Re: extracting data from html files


Subject: Re: extracting data from html files
From: Bob Crosby (rcrosby@alaska.net)
Date: Fri Jun 28 2002 - 10:58:17 AKDT


Thanks, Christopher,

That works great. It returns just what I asked for. Now I'm wondering if
sed can be used to do even more sophisticated editing? For example, given
a bunch of files, each containing multiple blocks of text like the following:

     <TD width="300" valign="top"><FONT class=Price>$48.00</FONT><BR>
     <a href="JavaScript: funcname('../doit.asp', '', '', '',
'100');">Widgetname</a><BR>
     Product_name<BR>
     Product_ID<BR>

could I generate a csv file consisting of lines containing
Price,Widgetname,Product_name,Product_ID?

>* Bob Crosby <rcrosby@alaska.net> [2002-Jun-27 08:26 AKDT]:
> > What I'd like to do is step through each file searching for a particular
> > string, then whenever a match is found, write the remainder of the line
> > where it is found, to another file.

------

* DESCRIPTION OF THE TASK:
Reproduce the forum post on extracting data from HTML files between "That works great." and "Price,Widgetname,Product_name,Product_ID?", inclusive. The listing has no connection to the forum post on extracting data from HTML files.

* DATASET EXTRACT:
------

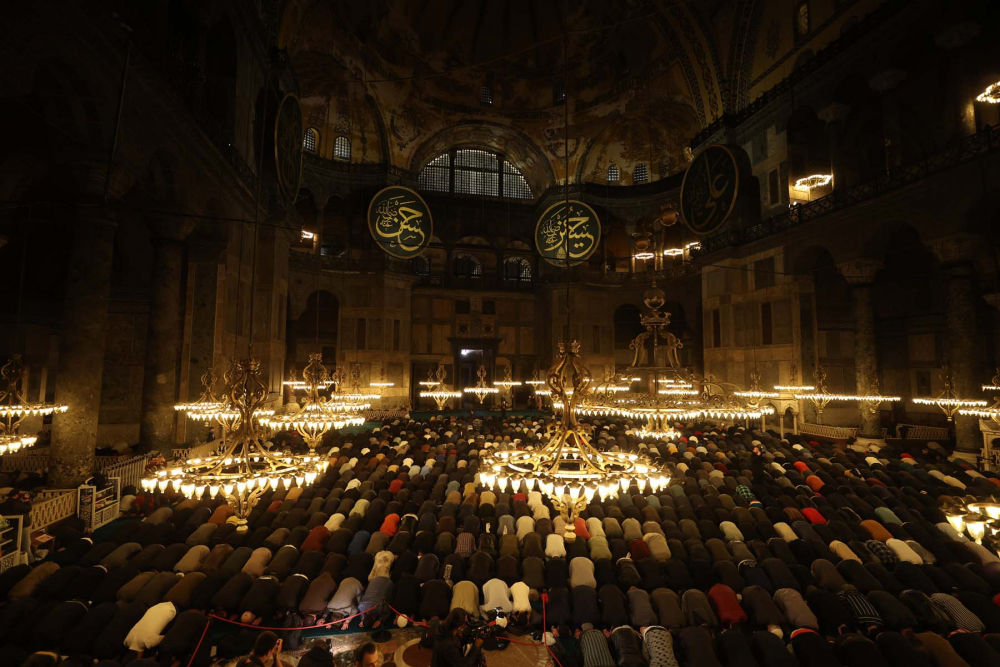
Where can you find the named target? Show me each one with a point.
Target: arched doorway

------

* RESPONSE TO THIS EXERCISE:
That works great. It returns just what I asked for. Now I'm wondering if
sed can be used to do even more sophisticated editing? For example, given
a bunch of files, each containing multiple blocks of text like the following:

     <TD width="300" valign="top"><FONT class=Price>$48.00</FONT><BR>
     <a href="JavaScript: funcname('../doit.asp', '', '', '',
'100');">Widgetname</a><BR>
     Product_name<BR>
     Product_ID<BR>

could I generate a csv file consisting of lines containing
Price,Widgetname,Product_name,Product_ID?